Raw data
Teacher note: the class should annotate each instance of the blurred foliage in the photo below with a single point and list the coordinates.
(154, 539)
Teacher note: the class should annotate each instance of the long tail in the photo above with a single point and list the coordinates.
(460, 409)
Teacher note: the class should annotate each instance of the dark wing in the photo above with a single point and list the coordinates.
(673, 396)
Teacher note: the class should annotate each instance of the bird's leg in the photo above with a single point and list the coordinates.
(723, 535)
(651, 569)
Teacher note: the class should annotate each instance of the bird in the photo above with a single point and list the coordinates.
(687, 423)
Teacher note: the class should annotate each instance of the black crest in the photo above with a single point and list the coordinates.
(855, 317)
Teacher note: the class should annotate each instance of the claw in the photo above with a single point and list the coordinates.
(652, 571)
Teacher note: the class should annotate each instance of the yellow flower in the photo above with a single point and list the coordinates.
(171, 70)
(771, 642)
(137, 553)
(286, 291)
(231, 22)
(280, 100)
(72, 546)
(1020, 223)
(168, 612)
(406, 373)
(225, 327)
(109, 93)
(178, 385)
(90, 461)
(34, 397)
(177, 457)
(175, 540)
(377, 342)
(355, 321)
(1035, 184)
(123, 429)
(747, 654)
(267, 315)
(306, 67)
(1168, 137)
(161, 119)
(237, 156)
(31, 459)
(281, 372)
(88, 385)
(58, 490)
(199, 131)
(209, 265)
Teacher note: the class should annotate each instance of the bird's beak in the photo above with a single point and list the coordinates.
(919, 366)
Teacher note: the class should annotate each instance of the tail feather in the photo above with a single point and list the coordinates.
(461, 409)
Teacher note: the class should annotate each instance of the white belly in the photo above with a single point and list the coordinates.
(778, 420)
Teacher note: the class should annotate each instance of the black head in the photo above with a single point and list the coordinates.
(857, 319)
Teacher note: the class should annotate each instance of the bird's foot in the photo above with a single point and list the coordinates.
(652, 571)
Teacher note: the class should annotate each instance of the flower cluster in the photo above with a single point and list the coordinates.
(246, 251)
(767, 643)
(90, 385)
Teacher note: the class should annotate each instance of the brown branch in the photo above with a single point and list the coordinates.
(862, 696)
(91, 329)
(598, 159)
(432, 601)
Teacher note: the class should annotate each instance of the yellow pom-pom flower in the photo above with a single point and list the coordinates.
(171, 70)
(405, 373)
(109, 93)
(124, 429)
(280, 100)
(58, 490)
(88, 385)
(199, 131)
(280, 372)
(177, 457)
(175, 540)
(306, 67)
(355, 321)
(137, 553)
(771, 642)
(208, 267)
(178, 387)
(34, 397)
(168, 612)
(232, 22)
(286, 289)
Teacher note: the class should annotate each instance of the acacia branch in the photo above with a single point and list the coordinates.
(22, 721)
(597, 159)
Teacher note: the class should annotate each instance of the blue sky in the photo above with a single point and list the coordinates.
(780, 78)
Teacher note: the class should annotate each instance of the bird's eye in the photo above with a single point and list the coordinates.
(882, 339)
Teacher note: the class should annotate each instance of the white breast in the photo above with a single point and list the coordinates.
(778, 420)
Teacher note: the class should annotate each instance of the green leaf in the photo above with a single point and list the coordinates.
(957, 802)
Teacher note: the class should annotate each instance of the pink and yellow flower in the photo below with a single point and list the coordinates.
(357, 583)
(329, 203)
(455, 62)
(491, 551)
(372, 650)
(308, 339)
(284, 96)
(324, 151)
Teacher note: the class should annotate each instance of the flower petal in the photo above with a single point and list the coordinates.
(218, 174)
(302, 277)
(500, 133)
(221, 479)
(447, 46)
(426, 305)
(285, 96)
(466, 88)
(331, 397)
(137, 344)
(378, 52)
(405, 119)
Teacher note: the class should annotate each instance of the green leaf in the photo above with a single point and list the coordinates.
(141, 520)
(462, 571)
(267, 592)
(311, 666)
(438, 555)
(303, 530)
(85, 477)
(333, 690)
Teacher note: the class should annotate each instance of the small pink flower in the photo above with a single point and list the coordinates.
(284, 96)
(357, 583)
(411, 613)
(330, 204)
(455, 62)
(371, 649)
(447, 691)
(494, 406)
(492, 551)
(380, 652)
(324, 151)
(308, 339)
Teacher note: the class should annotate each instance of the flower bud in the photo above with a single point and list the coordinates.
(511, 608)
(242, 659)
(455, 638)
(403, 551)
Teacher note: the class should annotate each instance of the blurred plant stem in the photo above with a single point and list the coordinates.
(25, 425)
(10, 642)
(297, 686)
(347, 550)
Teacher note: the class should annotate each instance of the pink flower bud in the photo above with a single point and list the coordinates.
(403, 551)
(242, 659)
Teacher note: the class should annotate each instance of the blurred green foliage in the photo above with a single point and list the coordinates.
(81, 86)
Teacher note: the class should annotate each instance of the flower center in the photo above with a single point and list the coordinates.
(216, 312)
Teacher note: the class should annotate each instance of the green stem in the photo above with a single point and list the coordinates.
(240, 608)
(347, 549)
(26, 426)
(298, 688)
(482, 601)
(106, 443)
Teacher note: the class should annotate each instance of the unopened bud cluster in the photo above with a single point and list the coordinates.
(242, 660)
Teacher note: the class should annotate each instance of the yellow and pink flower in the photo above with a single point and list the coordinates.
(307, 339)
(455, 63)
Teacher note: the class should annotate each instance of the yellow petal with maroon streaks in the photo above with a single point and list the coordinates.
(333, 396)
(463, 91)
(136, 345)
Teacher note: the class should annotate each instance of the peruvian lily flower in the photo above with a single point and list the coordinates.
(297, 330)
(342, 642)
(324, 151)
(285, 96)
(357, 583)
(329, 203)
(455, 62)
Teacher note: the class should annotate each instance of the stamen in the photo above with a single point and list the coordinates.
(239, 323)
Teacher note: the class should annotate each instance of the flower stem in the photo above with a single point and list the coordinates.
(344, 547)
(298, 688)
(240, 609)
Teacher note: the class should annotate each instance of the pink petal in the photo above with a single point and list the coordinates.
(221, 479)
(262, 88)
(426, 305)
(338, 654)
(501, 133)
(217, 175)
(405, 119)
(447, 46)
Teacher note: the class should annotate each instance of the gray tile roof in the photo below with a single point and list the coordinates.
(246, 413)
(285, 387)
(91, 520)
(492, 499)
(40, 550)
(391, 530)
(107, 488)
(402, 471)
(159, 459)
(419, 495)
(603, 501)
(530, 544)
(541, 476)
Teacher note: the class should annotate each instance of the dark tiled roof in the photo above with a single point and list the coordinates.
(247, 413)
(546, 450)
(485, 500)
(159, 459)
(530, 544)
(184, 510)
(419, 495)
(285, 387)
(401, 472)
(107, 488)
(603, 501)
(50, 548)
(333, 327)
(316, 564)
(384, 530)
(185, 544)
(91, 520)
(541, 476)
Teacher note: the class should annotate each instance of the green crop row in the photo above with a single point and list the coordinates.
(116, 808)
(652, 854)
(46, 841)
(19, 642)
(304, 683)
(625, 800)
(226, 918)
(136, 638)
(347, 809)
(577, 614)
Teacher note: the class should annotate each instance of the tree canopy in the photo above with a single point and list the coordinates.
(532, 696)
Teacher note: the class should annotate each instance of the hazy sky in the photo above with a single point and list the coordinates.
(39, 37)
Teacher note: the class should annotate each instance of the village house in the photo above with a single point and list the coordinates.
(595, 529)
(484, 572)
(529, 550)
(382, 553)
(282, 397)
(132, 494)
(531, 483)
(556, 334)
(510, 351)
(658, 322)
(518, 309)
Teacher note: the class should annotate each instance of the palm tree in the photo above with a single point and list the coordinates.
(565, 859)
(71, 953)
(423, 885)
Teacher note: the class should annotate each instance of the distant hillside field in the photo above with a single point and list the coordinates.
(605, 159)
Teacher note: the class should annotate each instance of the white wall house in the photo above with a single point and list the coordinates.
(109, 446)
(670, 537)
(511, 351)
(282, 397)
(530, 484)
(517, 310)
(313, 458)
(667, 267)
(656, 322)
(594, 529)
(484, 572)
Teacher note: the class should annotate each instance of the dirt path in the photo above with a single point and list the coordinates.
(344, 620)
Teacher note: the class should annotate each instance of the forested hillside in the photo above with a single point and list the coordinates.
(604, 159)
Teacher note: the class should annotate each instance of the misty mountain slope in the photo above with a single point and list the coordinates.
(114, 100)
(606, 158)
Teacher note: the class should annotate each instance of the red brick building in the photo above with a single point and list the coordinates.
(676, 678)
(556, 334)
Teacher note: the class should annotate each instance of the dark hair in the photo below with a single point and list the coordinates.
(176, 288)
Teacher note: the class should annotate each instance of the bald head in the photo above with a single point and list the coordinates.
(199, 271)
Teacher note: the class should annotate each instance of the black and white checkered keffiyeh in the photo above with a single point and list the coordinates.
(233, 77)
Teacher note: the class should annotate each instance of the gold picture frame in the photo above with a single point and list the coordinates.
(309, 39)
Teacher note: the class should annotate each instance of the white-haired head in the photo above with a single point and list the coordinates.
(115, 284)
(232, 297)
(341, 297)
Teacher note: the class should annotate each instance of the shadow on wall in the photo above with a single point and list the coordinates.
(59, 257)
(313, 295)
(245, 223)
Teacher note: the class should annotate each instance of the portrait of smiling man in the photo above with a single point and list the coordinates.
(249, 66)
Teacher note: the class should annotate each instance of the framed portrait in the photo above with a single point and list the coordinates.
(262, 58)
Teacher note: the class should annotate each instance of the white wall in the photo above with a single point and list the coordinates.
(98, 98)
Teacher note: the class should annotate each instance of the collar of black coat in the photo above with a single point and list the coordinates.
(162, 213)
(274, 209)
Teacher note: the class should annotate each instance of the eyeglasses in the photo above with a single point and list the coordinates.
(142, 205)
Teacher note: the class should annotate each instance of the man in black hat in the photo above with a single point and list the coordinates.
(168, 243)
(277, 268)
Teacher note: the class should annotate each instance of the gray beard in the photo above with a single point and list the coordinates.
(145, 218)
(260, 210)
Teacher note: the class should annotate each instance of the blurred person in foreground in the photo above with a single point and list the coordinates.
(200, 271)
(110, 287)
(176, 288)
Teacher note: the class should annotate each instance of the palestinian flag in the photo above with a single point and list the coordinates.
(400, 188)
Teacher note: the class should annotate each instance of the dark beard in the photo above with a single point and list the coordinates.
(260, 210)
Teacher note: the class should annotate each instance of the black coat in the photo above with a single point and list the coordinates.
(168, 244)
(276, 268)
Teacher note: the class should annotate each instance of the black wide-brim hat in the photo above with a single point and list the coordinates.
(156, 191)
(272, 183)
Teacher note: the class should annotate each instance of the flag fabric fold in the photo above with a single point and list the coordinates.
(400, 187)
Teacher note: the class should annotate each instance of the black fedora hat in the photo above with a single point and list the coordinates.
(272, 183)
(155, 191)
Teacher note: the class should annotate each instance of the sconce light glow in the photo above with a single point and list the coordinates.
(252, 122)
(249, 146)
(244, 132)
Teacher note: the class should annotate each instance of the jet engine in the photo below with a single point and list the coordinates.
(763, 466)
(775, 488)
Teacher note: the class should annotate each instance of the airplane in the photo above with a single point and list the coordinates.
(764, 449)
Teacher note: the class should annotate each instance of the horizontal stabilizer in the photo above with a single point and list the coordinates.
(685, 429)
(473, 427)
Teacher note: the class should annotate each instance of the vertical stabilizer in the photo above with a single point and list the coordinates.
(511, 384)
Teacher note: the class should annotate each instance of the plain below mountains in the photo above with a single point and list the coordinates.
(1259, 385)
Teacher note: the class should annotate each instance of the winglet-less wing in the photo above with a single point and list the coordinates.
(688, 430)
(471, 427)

Requirement
Rewrite the listing starting at the line that contains "of the sconce" and ending at the end of the listing, keeping every request and adding 37 to each coordinate value in the answers.

Full output
Teacher note: the class should annotate each instance of the sconce light glow in the photo above with a single point and list the coordinates.
(289, 159)
(286, 183)
(281, 169)
Teacher note: the class should annotate each instance of the jet engine in the photo below with a single point and list the coordinates.
(800, 503)
(812, 525)
Teacher note: the class should annotate each instance of the airplane in the photo above with a single point and list the coordinates.
(801, 486)
Teacher note: the class should annotate each instance of the horizontal stabilizer in the photo above with a single point and list the coordinates.
(722, 466)
(510, 464)
Teacher note: the class should annotate each instance of the vertical stabilizer in the photo above with a single point and list the coordinates.
(548, 421)
Teacher note: the class should annotate each instance of the plain below mountains in the photo above with a single point and list the coordinates.
(1296, 422)
Teacher note: the class should annotate each instance of the winglet-less wing in the photo above with a single point and list the coordinates.
(725, 467)
(508, 464)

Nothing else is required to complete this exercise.